— start —
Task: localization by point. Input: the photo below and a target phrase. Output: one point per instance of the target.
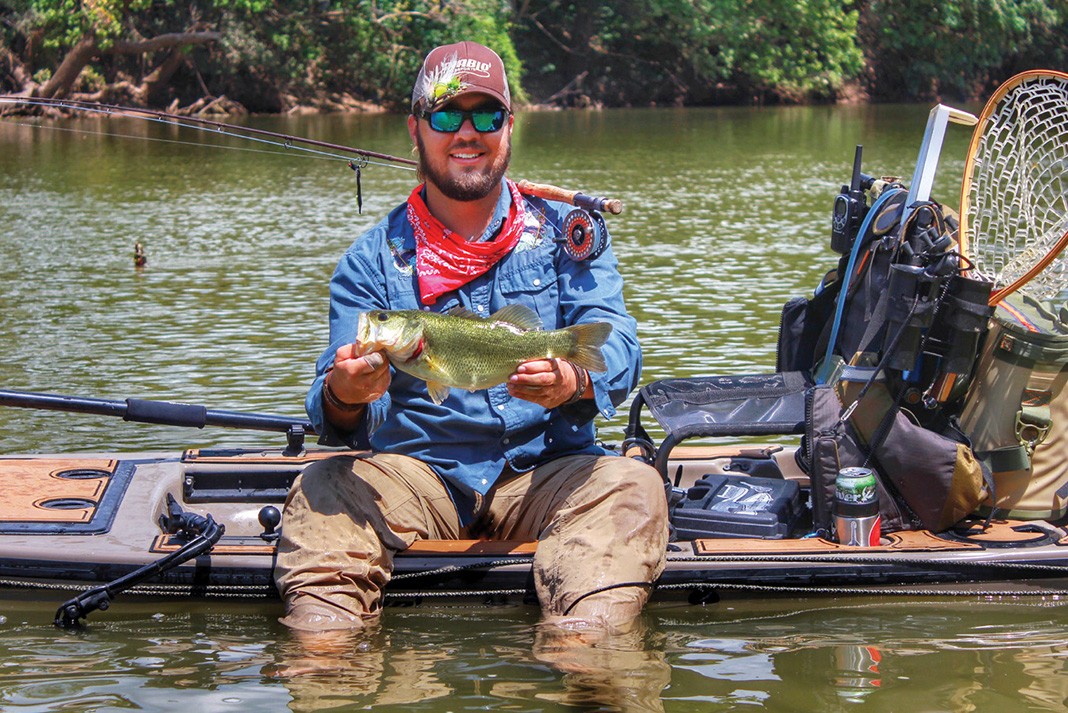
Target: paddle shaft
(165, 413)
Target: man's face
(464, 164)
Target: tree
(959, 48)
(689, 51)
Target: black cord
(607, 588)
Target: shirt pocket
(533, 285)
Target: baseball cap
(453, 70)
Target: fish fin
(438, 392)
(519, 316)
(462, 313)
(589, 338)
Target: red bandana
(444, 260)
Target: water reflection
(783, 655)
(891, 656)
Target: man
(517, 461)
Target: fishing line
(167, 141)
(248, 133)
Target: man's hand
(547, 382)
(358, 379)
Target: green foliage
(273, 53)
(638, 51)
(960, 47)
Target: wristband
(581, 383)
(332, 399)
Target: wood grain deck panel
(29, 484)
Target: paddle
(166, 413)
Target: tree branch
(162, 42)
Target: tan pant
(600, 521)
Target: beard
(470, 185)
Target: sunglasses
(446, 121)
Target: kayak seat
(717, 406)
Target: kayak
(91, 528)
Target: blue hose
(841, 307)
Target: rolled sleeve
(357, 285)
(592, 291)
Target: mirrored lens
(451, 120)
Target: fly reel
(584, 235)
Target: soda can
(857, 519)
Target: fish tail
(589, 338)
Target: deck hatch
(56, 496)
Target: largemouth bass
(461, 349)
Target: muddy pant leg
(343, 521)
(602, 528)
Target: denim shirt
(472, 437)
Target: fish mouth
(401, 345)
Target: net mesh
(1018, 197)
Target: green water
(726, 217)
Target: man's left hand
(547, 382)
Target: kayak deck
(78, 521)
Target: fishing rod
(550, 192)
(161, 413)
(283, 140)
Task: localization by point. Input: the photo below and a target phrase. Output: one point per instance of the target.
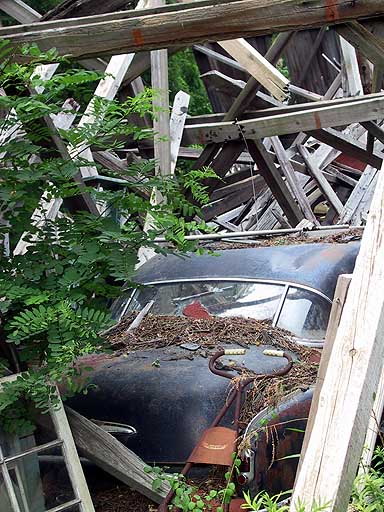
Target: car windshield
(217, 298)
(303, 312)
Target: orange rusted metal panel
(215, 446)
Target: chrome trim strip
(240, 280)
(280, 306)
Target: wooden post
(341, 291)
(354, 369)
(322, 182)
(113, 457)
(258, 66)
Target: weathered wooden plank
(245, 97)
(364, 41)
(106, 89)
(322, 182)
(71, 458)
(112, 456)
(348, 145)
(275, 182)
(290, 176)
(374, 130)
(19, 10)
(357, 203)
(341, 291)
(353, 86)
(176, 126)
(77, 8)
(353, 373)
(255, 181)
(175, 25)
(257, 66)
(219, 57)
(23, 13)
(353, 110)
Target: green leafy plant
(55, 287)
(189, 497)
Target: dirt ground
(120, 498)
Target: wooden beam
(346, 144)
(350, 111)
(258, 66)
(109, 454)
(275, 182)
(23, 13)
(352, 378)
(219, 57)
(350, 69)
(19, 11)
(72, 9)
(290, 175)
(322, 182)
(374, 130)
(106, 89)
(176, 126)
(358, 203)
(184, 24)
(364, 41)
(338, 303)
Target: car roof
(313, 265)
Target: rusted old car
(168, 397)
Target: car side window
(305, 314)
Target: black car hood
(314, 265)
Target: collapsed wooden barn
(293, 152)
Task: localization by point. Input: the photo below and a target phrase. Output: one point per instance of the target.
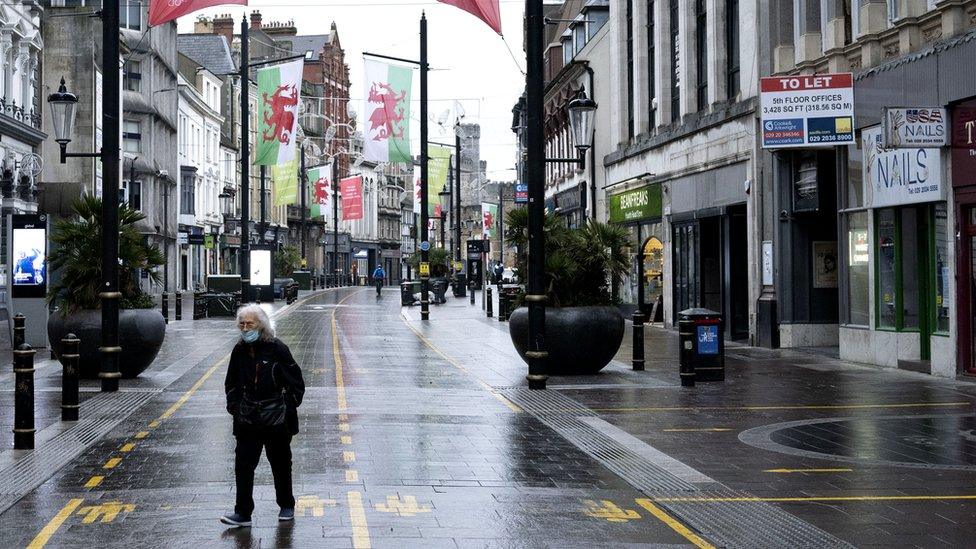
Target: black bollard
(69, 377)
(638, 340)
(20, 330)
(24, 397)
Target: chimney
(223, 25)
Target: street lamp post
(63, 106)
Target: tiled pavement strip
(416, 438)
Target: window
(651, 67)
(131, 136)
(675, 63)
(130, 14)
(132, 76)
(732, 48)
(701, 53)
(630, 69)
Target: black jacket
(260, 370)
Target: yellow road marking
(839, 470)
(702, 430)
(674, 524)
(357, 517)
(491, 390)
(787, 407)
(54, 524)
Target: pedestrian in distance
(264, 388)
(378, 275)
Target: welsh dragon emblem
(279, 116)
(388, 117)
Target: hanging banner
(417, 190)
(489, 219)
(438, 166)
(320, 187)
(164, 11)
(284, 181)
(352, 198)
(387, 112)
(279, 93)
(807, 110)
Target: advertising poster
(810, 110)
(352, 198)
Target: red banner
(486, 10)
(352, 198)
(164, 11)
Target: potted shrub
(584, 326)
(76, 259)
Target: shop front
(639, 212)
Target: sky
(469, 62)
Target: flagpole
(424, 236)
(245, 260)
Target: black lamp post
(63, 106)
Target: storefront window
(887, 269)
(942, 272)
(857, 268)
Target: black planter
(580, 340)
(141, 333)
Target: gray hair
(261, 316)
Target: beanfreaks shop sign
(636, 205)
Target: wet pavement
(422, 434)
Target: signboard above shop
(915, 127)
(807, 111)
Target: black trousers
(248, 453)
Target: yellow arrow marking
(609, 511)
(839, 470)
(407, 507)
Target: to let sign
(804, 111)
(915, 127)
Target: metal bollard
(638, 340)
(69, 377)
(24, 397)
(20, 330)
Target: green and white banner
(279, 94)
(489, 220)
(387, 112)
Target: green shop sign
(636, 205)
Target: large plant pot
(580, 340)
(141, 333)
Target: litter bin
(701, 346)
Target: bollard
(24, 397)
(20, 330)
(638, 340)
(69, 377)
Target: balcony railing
— end —
**WHAT THE EXERCISE ASKS**
None of the pictures should appear; repeat the records exactly otherwise.

**COMPLETE RESPONSE**
Task: localization by point. Input: the photo below and a target phrase. Output: one point per instance of the target.
Target: paddle shaft
(165, 413)
Target: man's face
(464, 164)
Target: tree
(959, 48)
(689, 51)
Target: black cord
(607, 588)
Target: shirt pocket
(533, 285)
Target: baseball cap
(453, 70)
Target: fish fin
(438, 392)
(519, 316)
(462, 313)
(589, 338)
Target: red bandana
(444, 260)
Target: water reflection
(783, 655)
(891, 656)
Target: man
(517, 461)
Target: fishing line
(167, 141)
(248, 133)
Target: man's hand
(547, 382)
(358, 379)
Target: green foliage
(273, 53)
(638, 51)
(960, 47)
Target: wristband
(581, 383)
(332, 399)
Target: wood grain deck panel
(29, 484)
Target: paddle
(166, 413)
Target: tree branch
(162, 42)
Target: tan pant
(600, 521)
Target: beard
(470, 185)
Target: sunglasses
(446, 121)
Target: kayak seat
(717, 406)
Target: kayak
(91, 528)
Target: blue hose
(841, 307)
Target: rolled sleeve
(357, 285)
(592, 291)
Target: mirrored lens
(451, 120)
Target: fly reel
(584, 235)
Target: soda can
(857, 519)
Target: fish tail
(589, 338)
Target: deck hatch
(56, 496)
Target: largemouth bass
(461, 349)
Target: muddy pant leg
(343, 521)
(602, 528)
Target: denim shirt
(472, 437)
Target: fish mouth
(401, 345)
Target: net mesh
(1018, 197)
Target: green water
(726, 217)
Target: man's left hand
(547, 382)
Target: kayak deck
(78, 521)
Target: fishing rod
(550, 192)
(161, 413)
(283, 140)
Task: localization by point. Input: the photo below and a target phrase. Output: one point per instance of the target.
Target: car windshield
(217, 298)
(303, 312)
Target: orange rusted metal panel
(215, 446)
Target: chrome trim strip
(240, 280)
(280, 306)
Target: wooden post
(341, 291)
(354, 369)
(322, 182)
(113, 457)
(258, 66)
Target: weathered wooden plank
(245, 97)
(364, 41)
(106, 89)
(322, 182)
(71, 458)
(112, 456)
(348, 145)
(275, 182)
(290, 176)
(374, 130)
(19, 10)
(357, 203)
(341, 291)
(353, 86)
(176, 126)
(77, 8)
(353, 373)
(255, 181)
(175, 25)
(257, 66)
(219, 57)
(23, 13)
(353, 110)
Target: green leafy plant
(55, 287)
(189, 497)
Target: dirt ground
(120, 498)
Target: wooden beam
(346, 144)
(350, 111)
(258, 66)
(109, 454)
(275, 182)
(23, 13)
(352, 378)
(219, 57)
(350, 69)
(19, 11)
(72, 9)
(290, 175)
(322, 182)
(374, 130)
(106, 89)
(176, 126)
(358, 203)
(184, 24)
(364, 41)
(338, 303)
Target: car roof
(313, 265)
Target: rusted old car
(168, 397)
Target: car side window
(305, 314)
Target: black car hood
(314, 265)
Target: collapsed wooden barn
(293, 152)
Task: localization by point. Input: the photo below and a target phrase. Output: one point per instance of the target.
Target: black bollard
(69, 377)
(638, 340)
(20, 330)
(24, 397)
Target: chimney
(223, 25)
Target: street lamp post
(63, 106)
Target: tiled pavement strip
(416, 438)
Target: window
(651, 67)
(131, 136)
(675, 63)
(130, 14)
(132, 76)
(732, 48)
(701, 53)
(630, 69)
Target: black jacket
(260, 370)
Target: yellow road marking
(839, 470)
(702, 430)
(674, 524)
(357, 517)
(491, 390)
(787, 407)
(54, 524)
Target: pedestrian in distance
(264, 388)
(378, 275)
Target: welsh dragon emblem
(279, 116)
(388, 117)
Target: hanging banner
(417, 190)
(489, 219)
(438, 166)
(320, 187)
(164, 11)
(284, 181)
(352, 198)
(387, 112)
(279, 93)
(807, 110)
Target: advertising poster
(810, 110)
(352, 198)
Target: red banner
(486, 10)
(352, 198)
(164, 11)
Target: potted shrub
(584, 326)
(76, 259)
Target: shop front
(639, 212)
Target: sky
(469, 62)
Target: flagpole
(424, 236)
(245, 260)
Target: black lamp post
(63, 106)
Target: storefront window
(887, 269)
(942, 272)
(857, 268)
Target: black planter
(580, 340)
(141, 333)
Target: gray hair
(261, 316)
Target: beanfreaks shop sign
(636, 205)
Target: wet pavement
(422, 434)
Target: signboard above shop
(915, 127)
(807, 111)
Target: black trousers
(248, 453)
Target: yellow arrow marking
(609, 511)
(839, 470)
(407, 507)
Target: to let sign
(804, 111)
(915, 127)
Target: metal bollard
(638, 340)
(69, 377)
(24, 397)
(20, 330)
Target: green and white banner
(279, 94)
(489, 220)
(387, 112)
Target: green shop sign
(636, 205)
Target: large plant pot
(580, 340)
(141, 333)
Target: litter bin
(701, 346)
Target: bollard
(24, 397)
(20, 330)
(638, 340)
(69, 377)
Target: balcony railing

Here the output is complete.